The task → Please state how many lines below include the word "instance"; the reply should be the number only.

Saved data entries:
++++++++

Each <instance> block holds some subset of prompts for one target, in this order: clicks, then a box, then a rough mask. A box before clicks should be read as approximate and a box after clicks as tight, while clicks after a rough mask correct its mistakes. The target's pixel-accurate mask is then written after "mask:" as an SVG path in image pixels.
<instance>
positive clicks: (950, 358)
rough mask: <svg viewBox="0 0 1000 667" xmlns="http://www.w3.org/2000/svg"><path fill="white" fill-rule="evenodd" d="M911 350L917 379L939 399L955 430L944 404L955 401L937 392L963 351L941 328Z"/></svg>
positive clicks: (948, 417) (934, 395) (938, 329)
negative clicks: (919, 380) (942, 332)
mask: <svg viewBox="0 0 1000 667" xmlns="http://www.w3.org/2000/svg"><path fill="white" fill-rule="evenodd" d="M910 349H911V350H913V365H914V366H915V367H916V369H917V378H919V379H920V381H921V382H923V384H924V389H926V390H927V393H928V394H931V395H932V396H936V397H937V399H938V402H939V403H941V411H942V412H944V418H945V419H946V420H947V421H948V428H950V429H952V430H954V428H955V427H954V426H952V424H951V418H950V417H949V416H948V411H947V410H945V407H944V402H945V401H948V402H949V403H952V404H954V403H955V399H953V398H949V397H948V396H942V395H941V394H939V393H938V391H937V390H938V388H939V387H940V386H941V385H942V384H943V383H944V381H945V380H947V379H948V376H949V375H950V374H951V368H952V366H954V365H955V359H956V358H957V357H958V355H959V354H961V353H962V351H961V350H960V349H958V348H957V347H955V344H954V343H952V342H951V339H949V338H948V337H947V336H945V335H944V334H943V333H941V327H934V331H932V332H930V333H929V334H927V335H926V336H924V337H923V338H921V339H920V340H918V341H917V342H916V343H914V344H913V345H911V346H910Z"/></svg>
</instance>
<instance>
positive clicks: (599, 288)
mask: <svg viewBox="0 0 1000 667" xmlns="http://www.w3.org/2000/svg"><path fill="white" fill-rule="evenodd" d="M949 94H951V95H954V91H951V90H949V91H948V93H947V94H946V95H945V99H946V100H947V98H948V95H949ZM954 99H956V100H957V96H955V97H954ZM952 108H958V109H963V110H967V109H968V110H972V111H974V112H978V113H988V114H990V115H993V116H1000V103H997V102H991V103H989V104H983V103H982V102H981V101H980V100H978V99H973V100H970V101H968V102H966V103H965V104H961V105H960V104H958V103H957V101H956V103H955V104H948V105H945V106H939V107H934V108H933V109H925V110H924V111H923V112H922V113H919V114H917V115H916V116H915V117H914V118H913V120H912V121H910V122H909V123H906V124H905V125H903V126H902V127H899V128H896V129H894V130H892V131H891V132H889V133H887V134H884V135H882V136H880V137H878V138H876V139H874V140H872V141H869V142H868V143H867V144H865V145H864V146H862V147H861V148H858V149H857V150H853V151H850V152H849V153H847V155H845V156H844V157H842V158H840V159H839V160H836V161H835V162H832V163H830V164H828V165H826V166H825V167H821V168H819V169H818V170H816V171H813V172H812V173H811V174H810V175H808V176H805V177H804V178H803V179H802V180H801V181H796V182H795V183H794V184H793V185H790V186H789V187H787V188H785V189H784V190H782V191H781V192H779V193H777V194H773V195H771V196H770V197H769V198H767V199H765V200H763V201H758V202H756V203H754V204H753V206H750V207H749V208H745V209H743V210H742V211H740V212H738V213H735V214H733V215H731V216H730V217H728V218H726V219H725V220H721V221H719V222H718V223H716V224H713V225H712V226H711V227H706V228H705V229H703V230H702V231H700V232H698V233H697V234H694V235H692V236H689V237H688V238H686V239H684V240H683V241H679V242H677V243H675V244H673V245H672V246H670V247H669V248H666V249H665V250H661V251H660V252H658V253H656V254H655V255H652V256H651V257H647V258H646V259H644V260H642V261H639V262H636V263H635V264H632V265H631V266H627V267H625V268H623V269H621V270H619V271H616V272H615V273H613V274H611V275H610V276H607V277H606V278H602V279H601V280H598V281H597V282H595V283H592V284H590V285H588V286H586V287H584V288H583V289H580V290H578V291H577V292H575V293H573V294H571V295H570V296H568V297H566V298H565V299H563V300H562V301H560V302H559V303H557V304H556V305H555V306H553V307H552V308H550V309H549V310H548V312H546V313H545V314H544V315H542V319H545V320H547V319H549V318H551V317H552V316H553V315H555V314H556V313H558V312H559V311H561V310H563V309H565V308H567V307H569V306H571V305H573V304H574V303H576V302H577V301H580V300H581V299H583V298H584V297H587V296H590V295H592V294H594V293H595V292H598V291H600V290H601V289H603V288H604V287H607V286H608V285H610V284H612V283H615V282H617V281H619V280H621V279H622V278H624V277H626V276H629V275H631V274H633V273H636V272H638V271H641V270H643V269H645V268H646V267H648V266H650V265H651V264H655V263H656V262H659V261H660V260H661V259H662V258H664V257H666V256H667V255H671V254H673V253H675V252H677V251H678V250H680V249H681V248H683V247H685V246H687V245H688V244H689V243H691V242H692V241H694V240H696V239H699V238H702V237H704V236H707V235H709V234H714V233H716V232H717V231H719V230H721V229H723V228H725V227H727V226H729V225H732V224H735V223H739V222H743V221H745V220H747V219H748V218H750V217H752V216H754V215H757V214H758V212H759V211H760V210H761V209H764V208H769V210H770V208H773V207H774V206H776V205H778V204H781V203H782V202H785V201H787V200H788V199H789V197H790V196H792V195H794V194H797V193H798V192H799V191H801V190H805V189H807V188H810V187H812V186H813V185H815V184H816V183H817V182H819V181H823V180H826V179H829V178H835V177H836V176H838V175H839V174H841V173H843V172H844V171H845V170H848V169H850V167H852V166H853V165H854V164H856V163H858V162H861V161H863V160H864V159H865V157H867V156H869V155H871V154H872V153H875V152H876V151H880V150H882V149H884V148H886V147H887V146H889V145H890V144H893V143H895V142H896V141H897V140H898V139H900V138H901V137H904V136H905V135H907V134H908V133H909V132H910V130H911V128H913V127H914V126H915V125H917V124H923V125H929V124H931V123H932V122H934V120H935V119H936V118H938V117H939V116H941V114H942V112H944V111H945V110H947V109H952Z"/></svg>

++++++++

Finished exercise → 4